### The task
Copy the records exactly, leaving out every picture.

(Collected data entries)
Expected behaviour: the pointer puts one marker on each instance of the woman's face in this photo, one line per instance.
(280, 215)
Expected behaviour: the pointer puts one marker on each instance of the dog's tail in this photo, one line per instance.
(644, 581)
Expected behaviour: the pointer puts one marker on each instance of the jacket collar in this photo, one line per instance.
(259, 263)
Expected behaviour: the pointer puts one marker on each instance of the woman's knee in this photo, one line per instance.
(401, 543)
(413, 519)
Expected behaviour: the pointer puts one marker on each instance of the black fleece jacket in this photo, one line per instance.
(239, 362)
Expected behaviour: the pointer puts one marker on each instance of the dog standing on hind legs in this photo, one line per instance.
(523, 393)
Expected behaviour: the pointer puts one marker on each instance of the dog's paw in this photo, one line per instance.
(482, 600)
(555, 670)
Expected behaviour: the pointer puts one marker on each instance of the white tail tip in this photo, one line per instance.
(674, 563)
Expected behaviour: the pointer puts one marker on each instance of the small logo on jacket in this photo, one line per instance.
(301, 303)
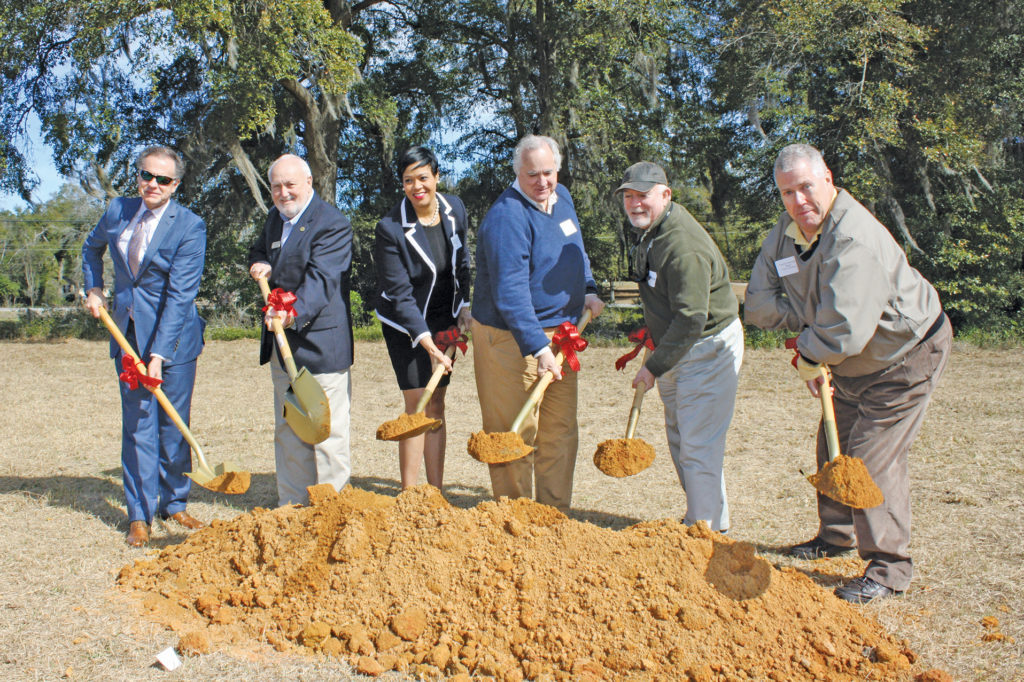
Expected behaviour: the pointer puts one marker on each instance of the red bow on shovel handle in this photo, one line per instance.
(282, 301)
(133, 376)
(569, 342)
(642, 338)
(451, 337)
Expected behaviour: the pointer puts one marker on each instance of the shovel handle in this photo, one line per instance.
(545, 381)
(165, 401)
(828, 415)
(638, 394)
(435, 378)
(279, 334)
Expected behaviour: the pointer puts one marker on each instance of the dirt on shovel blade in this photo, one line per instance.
(509, 590)
(497, 448)
(396, 428)
(229, 482)
(846, 479)
(624, 457)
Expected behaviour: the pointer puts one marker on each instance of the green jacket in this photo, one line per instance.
(686, 294)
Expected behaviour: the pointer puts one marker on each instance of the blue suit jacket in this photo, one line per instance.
(162, 296)
(407, 274)
(314, 264)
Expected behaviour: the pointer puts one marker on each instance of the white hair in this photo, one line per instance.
(302, 164)
(530, 142)
(793, 155)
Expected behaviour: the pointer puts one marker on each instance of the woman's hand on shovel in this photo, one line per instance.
(644, 377)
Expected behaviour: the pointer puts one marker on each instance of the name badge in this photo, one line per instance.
(786, 266)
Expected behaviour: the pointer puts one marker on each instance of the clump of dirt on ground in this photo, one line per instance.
(497, 448)
(624, 457)
(396, 428)
(230, 482)
(509, 590)
(846, 479)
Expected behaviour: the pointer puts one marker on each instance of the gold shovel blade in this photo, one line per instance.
(307, 410)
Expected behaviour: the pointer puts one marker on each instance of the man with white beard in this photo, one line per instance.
(691, 313)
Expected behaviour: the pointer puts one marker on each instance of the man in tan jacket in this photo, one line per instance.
(833, 272)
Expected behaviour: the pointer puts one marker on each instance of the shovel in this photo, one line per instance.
(222, 478)
(843, 478)
(306, 407)
(625, 457)
(409, 426)
(509, 445)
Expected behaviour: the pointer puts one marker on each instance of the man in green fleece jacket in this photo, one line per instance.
(691, 312)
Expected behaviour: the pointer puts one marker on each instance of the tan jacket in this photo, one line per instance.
(855, 300)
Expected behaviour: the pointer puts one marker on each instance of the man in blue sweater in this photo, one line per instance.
(531, 275)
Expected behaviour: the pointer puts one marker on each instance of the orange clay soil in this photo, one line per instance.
(497, 448)
(846, 479)
(507, 590)
(624, 457)
(396, 428)
(231, 482)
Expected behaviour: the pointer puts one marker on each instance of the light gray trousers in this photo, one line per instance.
(878, 417)
(699, 396)
(299, 464)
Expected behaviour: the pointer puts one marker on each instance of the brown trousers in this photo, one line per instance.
(504, 379)
(878, 417)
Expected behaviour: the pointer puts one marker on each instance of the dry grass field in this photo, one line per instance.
(64, 523)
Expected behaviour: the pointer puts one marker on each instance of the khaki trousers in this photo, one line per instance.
(299, 464)
(878, 417)
(504, 379)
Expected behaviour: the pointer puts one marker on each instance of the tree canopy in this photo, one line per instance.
(916, 107)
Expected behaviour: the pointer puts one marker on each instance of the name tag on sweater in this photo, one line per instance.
(786, 266)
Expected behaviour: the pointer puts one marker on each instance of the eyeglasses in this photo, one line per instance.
(161, 179)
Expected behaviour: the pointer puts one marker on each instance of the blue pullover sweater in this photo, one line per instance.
(531, 270)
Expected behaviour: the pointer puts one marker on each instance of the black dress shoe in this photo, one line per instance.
(817, 548)
(862, 590)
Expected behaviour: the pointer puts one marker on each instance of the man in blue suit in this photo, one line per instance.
(158, 248)
(306, 249)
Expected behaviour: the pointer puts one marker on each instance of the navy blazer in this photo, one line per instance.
(314, 264)
(407, 273)
(161, 297)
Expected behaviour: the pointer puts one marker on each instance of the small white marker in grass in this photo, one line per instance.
(169, 659)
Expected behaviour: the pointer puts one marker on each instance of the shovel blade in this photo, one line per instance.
(307, 410)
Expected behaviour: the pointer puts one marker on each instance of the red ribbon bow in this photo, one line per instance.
(133, 376)
(451, 337)
(568, 341)
(641, 337)
(791, 343)
(281, 300)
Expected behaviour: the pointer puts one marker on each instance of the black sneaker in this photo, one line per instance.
(816, 549)
(862, 590)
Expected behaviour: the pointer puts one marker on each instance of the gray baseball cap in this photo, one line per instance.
(642, 176)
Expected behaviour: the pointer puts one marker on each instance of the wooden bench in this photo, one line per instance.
(627, 294)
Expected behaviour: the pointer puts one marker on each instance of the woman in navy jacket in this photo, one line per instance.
(422, 288)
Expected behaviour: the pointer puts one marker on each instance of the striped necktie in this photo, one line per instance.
(136, 246)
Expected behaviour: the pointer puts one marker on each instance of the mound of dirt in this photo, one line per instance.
(509, 590)
(624, 457)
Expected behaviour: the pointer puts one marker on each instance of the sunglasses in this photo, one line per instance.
(161, 179)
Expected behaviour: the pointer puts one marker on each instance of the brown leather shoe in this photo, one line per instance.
(138, 534)
(185, 519)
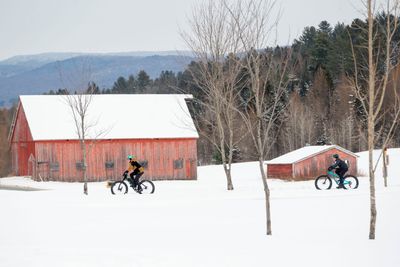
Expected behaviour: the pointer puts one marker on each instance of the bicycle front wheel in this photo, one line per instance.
(323, 182)
(350, 182)
(146, 187)
(119, 188)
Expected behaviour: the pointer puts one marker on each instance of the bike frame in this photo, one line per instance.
(336, 178)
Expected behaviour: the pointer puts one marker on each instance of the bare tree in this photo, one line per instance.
(79, 103)
(381, 61)
(267, 77)
(216, 75)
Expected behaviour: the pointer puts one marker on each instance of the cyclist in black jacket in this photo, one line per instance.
(341, 168)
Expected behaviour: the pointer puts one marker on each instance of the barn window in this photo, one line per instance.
(79, 165)
(144, 163)
(109, 164)
(54, 166)
(178, 164)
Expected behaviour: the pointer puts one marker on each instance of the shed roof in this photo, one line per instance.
(116, 116)
(304, 153)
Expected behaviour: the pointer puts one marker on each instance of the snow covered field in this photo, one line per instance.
(199, 223)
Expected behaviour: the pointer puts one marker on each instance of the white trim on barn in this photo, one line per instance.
(305, 153)
(134, 116)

### Exercise response
Expected behaviour: the pointer puts one marker on each instance of the woman's face in this photo, one line per instance.
(280, 215)
Expected behaviour: the pointer puts one marker on each instance of the dog's tail in this photo, one line per instance.
(644, 581)
Expected behaviour: the pointer puts one marker on each instance of the jacket collar in this photo, one line per instance.
(259, 263)
Expected behaviour: the pointer puts one marker on each instance of the woman's knee in this photo, one line per instance.
(401, 543)
(413, 519)
Expected behaviour: the pointer puts one marker on each instance of the black fleece jacket in this photo, one line per instance.
(239, 362)
Expected behaviour: the pointer puts one marker on each instance of the dog standing on hind legs in this photo, one line per instance.
(523, 393)
Expected behaviour: the pointer puts one marker on each instance of the dog's paw in this photo, one line per instance.
(482, 600)
(555, 670)
Expected behaviour: the pointer puts one marker on each instance of the white tail tip in this photo, one line per instance.
(674, 563)
Expected behaviour: the pointer puts one marker on each instance of the small logo on jacket in this photo, one line per instance.
(301, 303)
Expected behaviour: the pointer puts one marker on each instance of the red bow on shovel handle in this photo, one line per instance.
(282, 301)
(133, 376)
(569, 342)
(642, 338)
(451, 337)
Expected behaviour: the pointer puts one marker on each instance of the shovel handle in this photo, one line per instance.
(545, 381)
(165, 401)
(828, 415)
(638, 394)
(435, 378)
(279, 334)
Expected behaviour: the pointer puts one marker on each instance of the dirt on shovel blade in this photo, one line per instance.
(509, 590)
(497, 448)
(396, 428)
(229, 482)
(846, 479)
(624, 457)
Expected behaviour: the pointer puts one marker on each instance of the green jacket in this photo, one line per instance.
(686, 294)
Expected behaviour: the pointer puts one marker on each instance of the blue suit jacket in this photo, one line per instance.
(162, 296)
(407, 274)
(314, 264)
Expected behaviour: the pointer puts one marker on each instance of the white hair in this photo, one line per instance.
(302, 164)
(530, 142)
(793, 155)
Expected behaviour: the pointer puts one marker on each instance of the woman's hand on shovel in this photo, one line per instance.
(644, 377)
Expected behaviour: the pointer puts one marker on each instance of the name badge in this photo, one line per instance.
(786, 266)
Expected behaviour: the pointer puts one marker on each instance of the clump of dirt on ground in this photo, one line per instance.
(497, 448)
(624, 457)
(396, 428)
(230, 482)
(509, 590)
(846, 479)
Expected behaviour: the pointer puts one marker on each instance of the gold shovel blade in this photo, one line per instance.
(307, 410)
Expected behaviour: the pointer puts one marker on each instance of the man with white beard in this photo, one line per instance.
(691, 313)
Expected behaviour: the pointer puts one marker on each instance of the man in tan jacket in this photo, one line per instance.
(833, 272)
Expected behaviour: the pointer puts one marker on each instance of the shovel in this photo, one line per instance.
(222, 478)
(843, 478)
(306, 407)
(625, 457)
(409, 426)
(509, 445)
Expected behaviour: the pointer puts one marker on each instance of the man in green fleece jacket in this photo, one line per instance.
(691, 312)
Expected behaviour: the pointer puts one marker on each instance of the tan jacket in this photo, one line per instance.
(855, 300)
Expected behaviour: the pointer puts one marker on each instance of the man in blue sweater in this photo, one line per instance.
(531, 275)
Expected behaviour: the pointer puts one marker on each instance of the orange clay soil in this photo, one line per instance.
(497, 448)
(846, 479)
(507, 590)
(624, 457)
(396, 428)
(231, 482)
Expected behaviour: the pointer puts one marker on each instance of the light gray trousers in this photo, one line per instance.
(878, 417)
(699, 396)
(299, 464)
Expected behaviour: the pointer puts one marker on each instance of the brown trousers in this photo, one line per instance.
(504, 379)
(878, 417)
Expected behaviour: the pointer puts one marker on each instance of the dry grass field in this photo, one line per instance.
(64, 523)
Expected behaviour: the pointer puts one marker on each instance of the khaki trousers in this photo, one line per instance.
(299, 464)
(878, 417)
(504, 379)
Expected behaviour: the pointer puts one marker on each instance of the tree canopy in this photo, one line per instance.
(916, 107)
Expected behaviour: the pointer puts one marker on each instance of the name tag on sweater in this photo, one line per instance.
(786, 266)
Expected behaviour: the pointer puts one marker on each instance of the eyeglasses in this photo, one line per instance.
(161, 179)
Expected behaviour: the pointer puts one marker on each instance of the blue pullover sweater in this photo, one line per instance.
(531, 270)
Expected behaviour: the pointer puts one marker on each instance of the black dress shoe in this photo, one line per instance.
(817, 548)
(862, 590)
Expected behaviour: the pointer puts one marker on each instance of the man in blue suit in this photo, one line per instance.
(158, 248)
(306, 249)
Expected behaviour: the pointer puts one marker on each instance of the navy blazer in this photo, one line per instance.
(314, 264)
(407, 273)
(161, 297)
Expected behaviour: the pointer puts one marker on each instance of the small white marker in grass in this photo, one line per instance.
(169, 659)
Expected behaviour: the pointer puts one marker on each instance of the shovel blade in this photo, one line per instance.
(307, 410)
Expected behaviour: the pointer puts one marker on each instance of the red ribbon bow in this photo, one line per instance.
(133, 376)
(451, 337)
(568, 341)
(641, 337)
(791, 343)
(281, 300)
Expected behaviour: the pointer puts one marker on each instance of the black sneaker in this photo, one line per instance.
(816, 549)
(862, 590)
Expected behaviour: the pointer puts one marker on each instance of the gray baseball cap in this photo, one line per instance.
(642, 176)
Expected behaviour: the pointer puts one marker on each instance of the wooden bench in this photo, one line per instance.
(627, 294)
Expected behaviour: the pointer puts one marker on each instance of the woman in navy jacket in this photo, one line per instance.
(422, 288)
Expected behaviour: the pointer puts one marker on each instance of the striped necktie in this photo, one line per instance.
(136, 246)
Expected behaviour: the pointer puts one marker on each instance of the mound of dirt in this photo, one line per instance.
(509, 590)
(624, 457)
Expected behaviour: the pointer puts one marker on each instance of the sunglasses in this photo, one line per instance.
(161, 179)
Expected behaviour: the pointer puts one marker on each instance of the brown leather shoe in this photo, one line per instance.
(138, 534)
(185, 519)
Expected behaviour: the pointer puts one marker on each instance of the bicycle front wheel in this photo, one line per instance.
(323, 182)
(350, 182)
(146, 187)
(119, 188)
Expected behaviour: the pointer puts one marker on each instance of the bike frame in this photo, one line per instance.
(336, 178)
Expected behaviour: the pointer puts one marker on each instance of the bare tree in this photo, one line per instance.
(79, 103)
(381, 61)
(267, 77)
(216, 75)
Expected behaviour: the pointer puts one marker on each instance of the cyclist in black jacket in this photo, one line per instance.
(341, 168)
Expected behaviour: the pointer puts one marker on each instance of the barn window in this photo, one line per instance.
(79, 165)
(144, 163)
(109, 164)
(54, 166)
(178, 164)
Expected behaviour: the pointer puts one marker on each instance of the shed roof in this photo, one line per instance.
(116, 116)
(304, 153)
Expected behaviour: the pointer puts one marker on each instance of the snow covered field in this photo, one line per instance.
(199, 223)
Expected behaviour: the pointer puts one marker on each instance of the white trim on barn in this photo, one line per instance.
(305, 153)
(134, 116)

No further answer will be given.